#### Region annotation entries
↓↓↓

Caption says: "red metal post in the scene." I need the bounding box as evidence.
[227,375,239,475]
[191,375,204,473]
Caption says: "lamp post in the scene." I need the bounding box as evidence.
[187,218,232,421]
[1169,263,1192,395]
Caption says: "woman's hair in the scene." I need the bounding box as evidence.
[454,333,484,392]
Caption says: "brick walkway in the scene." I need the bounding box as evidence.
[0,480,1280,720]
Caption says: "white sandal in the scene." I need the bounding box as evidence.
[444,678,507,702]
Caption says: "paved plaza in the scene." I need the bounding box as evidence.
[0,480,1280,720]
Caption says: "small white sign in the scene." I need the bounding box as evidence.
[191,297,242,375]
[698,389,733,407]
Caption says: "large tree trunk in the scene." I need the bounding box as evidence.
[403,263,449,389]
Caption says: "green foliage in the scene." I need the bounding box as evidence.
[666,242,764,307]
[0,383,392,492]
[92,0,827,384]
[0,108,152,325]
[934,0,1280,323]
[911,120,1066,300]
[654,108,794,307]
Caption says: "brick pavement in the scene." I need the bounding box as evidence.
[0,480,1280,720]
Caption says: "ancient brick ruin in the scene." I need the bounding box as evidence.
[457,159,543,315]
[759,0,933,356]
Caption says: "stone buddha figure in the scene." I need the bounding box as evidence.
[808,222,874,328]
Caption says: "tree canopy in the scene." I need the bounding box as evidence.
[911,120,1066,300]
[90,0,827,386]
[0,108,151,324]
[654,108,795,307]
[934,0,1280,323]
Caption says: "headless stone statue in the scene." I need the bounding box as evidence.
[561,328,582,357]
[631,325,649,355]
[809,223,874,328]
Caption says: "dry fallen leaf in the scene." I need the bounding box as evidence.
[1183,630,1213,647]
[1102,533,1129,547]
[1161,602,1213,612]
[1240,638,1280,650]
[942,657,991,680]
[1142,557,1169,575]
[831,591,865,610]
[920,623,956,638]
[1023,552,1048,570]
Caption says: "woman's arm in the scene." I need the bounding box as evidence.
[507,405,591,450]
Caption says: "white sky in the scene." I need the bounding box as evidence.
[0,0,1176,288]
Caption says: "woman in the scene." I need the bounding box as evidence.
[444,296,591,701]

↑↑↑

#### Description of the task
Write out the records again from the line containing "stone statue in" through the line containing "[1023,552,1048,570]", requests included, and shift every bounding box coordinate in the answers by adding 124.

#### Written reply
Caption says: "headless stone statue in the scene." I need the bounding box as evidence.
[685,452,706,481]
[755,449,773,479]
[933,347,998,452]
Caption says: "dry fallen leaf in the scene." I need the bounding box as evidence.
[1307,754,1337,771]
[1226,657,1253,671]
[1285,726,1337,736]
[1364,762,1404,774]
[1066,781,1115,804]
[1266,681,1293,699]
[955,715,989,734]
[1044,747,1080,762]
[1147,676,1172,694]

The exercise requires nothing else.